===== QUELLE
Auf den Parteitagen beider Parteien hätten sich Gruppierungen für ein freies Internet eingesetzt."Darrell Issa [Republikaner] und Zoey Lofgren [Demokraten] wurden wiedergewählt. Beide waren gegen SOPA und PIPA. Auf der anderen Seite hat es Michelle Bachmann ["Teaparty"-Fraktion der Republikaner] nur ganz knapp geschafft." Das sei ein Signal. Auch die Drohung Chris Dodds [Demokraten], wonach Hollywood bei einem Scheitern von SOPA und PIPA nichts mehr für Wahlkämpfe spenden werde, habe sich nicht bewahrheitet. Dodd ist ein ehemaliger Senator und nun Chef des Filmstudioverbands MPAA. "Tatsächlich hat Hollywood bezahlt", betonte Feld.

"SOPA ist tot", sagte Feld. "Aber Hollywood ist nicht dumm, auch sie lernen dazu." Public Knowledge erwartet, dass Hollywood die Themen wieder aufs Tapet bringen wird – nachdem neue Argumente vorsichtig durch Marktforscher und Gruppendiskussionen getestet wurden. Hollywood werde auch technische Experten engagieren, die besser gegen die Internet-Ingenieure argumentieren könnten. Lamar Smith (Republikaner, unterstützt von MPAA und dem Musikindustrieverband RIAA) suche bereits nach Gesetzesvorschlägen, in denen adaptierte Teile von SOPA und PIPA untergebracht werden könnten.
==========
Führen Sie den Text über SOPA, PIPA und Hollywood im Anschluss an seinen letzten Satz fort.
===== ERFASSTE EINTRÄGE
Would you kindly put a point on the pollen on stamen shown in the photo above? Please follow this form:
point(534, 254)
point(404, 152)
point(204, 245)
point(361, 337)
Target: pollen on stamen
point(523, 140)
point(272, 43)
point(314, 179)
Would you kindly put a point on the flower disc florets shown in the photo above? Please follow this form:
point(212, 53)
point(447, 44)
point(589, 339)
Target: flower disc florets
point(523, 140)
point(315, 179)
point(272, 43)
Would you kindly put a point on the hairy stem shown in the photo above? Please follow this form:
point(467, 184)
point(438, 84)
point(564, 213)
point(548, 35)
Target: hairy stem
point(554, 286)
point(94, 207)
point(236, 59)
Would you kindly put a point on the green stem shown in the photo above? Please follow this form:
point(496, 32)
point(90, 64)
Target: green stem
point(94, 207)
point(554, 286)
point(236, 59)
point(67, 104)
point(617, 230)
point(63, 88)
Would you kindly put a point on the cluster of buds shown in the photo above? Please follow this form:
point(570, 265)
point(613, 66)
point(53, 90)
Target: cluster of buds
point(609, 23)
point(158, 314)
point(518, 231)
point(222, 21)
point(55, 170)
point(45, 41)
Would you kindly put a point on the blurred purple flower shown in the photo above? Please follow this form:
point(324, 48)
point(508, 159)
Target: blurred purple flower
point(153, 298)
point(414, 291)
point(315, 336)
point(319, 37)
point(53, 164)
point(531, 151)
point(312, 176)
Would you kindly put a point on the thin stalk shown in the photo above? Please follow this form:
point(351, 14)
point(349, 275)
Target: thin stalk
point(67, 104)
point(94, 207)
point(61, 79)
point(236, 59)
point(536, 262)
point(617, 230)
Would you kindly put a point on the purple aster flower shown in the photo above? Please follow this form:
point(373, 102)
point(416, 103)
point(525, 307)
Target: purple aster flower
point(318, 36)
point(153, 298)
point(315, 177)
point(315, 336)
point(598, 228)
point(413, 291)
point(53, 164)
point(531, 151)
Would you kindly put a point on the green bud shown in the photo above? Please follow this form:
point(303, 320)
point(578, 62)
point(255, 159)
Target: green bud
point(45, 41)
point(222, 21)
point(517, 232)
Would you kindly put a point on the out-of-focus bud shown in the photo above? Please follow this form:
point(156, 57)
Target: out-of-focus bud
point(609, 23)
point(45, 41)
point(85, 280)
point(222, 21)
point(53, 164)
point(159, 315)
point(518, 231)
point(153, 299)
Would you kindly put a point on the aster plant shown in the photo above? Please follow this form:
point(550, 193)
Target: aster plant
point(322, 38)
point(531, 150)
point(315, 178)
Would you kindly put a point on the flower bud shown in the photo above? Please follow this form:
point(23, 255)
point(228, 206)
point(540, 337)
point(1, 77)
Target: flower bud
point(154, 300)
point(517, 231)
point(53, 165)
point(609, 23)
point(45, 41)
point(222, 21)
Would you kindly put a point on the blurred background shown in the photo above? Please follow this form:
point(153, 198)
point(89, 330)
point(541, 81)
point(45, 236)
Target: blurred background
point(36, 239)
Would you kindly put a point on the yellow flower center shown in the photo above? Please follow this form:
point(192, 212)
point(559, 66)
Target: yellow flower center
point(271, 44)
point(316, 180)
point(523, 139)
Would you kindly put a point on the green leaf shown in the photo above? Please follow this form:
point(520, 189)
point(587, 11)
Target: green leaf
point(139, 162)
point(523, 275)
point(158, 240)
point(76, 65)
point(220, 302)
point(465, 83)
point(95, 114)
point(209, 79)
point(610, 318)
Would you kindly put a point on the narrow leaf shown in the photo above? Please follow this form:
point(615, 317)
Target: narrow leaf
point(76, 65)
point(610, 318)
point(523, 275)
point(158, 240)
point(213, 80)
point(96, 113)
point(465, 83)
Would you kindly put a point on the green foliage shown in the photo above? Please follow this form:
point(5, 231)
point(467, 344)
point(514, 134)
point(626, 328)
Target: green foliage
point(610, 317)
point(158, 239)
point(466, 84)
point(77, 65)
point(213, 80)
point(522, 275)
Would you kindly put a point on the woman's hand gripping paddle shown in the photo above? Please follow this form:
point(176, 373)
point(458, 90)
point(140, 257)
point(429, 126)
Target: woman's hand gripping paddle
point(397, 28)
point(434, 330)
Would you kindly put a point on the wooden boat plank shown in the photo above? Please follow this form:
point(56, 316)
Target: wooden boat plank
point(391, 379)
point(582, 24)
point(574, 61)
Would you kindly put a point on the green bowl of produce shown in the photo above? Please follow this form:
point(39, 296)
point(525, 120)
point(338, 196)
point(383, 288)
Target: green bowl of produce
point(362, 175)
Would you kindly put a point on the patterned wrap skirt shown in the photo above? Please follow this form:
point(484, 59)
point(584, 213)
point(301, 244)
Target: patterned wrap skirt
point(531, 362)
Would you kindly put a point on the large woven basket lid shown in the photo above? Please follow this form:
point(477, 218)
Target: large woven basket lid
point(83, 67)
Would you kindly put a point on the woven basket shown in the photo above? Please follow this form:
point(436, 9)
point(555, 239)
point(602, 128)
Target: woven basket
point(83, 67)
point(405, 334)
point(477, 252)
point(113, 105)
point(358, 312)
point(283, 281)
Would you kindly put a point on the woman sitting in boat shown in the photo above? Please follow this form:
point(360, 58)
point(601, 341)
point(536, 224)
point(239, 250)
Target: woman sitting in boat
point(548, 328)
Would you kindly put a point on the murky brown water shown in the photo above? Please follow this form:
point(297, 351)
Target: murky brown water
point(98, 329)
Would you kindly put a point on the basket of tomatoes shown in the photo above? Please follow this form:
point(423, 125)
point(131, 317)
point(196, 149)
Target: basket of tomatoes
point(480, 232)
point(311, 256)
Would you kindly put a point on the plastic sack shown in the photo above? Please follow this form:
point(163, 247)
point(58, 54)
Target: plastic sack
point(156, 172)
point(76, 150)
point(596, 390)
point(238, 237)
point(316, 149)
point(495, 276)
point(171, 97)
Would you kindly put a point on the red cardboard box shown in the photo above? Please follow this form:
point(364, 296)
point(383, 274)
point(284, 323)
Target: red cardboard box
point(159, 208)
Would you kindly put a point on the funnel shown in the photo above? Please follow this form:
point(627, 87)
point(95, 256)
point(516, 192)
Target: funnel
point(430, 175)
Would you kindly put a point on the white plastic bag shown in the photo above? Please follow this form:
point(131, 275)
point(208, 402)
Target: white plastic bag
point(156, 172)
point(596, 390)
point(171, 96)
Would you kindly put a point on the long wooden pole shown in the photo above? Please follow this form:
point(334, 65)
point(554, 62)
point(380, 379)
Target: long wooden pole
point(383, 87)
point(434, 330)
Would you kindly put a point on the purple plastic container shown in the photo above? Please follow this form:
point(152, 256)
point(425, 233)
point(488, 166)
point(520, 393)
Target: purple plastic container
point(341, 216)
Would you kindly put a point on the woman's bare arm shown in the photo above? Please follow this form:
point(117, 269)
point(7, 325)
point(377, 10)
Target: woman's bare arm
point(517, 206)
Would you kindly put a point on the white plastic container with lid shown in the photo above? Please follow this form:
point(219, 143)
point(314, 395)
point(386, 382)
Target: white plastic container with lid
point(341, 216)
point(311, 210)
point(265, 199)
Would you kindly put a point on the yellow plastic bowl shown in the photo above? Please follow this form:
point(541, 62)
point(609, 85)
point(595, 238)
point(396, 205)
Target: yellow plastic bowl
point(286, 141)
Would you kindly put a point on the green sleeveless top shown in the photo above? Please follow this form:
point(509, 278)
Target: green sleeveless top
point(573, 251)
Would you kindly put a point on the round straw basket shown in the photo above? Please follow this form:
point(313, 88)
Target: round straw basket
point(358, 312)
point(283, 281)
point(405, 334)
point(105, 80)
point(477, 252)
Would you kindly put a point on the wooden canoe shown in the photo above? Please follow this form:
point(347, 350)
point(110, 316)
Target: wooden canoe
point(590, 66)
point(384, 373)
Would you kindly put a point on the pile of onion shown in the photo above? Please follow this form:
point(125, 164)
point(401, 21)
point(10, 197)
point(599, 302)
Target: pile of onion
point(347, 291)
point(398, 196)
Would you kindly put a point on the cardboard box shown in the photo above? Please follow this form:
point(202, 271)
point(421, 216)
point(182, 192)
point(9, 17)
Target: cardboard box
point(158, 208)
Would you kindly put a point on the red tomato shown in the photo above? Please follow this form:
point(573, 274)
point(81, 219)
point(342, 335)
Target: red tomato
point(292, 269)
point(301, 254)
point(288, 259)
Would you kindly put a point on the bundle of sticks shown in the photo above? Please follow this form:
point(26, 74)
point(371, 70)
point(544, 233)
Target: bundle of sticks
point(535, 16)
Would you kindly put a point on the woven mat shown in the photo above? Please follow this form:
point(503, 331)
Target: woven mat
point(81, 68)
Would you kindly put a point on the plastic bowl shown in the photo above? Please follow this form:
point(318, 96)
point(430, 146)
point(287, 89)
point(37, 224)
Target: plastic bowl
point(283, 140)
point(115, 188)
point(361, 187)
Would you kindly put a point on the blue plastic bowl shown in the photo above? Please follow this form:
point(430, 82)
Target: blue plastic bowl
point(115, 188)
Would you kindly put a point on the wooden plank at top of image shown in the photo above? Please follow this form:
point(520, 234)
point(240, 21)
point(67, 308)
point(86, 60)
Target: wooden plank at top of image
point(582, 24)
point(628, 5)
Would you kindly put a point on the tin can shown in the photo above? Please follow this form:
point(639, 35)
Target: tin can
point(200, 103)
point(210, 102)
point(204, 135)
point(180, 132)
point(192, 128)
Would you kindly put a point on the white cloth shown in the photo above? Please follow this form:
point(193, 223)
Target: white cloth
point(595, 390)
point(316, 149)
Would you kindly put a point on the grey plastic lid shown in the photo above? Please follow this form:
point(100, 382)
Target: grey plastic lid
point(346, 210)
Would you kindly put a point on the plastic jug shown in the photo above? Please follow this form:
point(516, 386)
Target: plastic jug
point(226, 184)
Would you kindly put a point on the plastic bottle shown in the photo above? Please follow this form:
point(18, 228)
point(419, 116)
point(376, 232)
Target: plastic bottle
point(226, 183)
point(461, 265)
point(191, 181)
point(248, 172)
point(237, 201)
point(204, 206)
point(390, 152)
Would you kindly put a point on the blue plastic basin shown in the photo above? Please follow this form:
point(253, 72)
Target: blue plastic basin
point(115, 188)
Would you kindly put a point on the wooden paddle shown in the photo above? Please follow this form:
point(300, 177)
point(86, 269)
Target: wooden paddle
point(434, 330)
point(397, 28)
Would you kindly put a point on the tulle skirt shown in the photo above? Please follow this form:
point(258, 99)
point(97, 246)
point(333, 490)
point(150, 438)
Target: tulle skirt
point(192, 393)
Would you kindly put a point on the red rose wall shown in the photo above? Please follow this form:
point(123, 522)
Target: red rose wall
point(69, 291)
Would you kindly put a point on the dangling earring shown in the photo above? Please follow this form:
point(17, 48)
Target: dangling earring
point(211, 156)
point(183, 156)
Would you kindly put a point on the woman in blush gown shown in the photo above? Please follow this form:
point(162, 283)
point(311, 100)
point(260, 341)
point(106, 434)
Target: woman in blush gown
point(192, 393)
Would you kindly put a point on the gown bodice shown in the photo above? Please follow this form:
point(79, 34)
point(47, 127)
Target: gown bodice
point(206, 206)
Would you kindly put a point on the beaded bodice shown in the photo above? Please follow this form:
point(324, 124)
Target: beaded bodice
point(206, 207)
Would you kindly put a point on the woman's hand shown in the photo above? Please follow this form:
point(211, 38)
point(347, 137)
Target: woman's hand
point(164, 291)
==========
### ERGEBNIS
Die Bürgerbewegung müsse also wachsam bleiben: "Wir brauchen eine Symbiose zwischen den Experten in Washington, die neue Gesetze und Änderungsanträge studieren, und Leuten, die schnell die Außenwelt mobilisieren können." Dies gesagt, enteilte Feld zu einer Telefonkonferenz: Das Thema AT&T ist in Washington derzeit aktueller als der 113. US-Congress, der erst im Januar seine Arbeit aufnimmt.

Dieser Artikel ist Teil einer Serie zur Lage nach der US-Präsidentschaftswahl. Heise online trifft dazu in der US-Hauptstadt Washington, DC, Experten mit unterschiedlichen Einstellungen und Arbeitsgebieten. Der Mobilfunk-Branchenverband CTIA hat allerdings auf Interview-Anfragen leider nicht reagiert. (jk)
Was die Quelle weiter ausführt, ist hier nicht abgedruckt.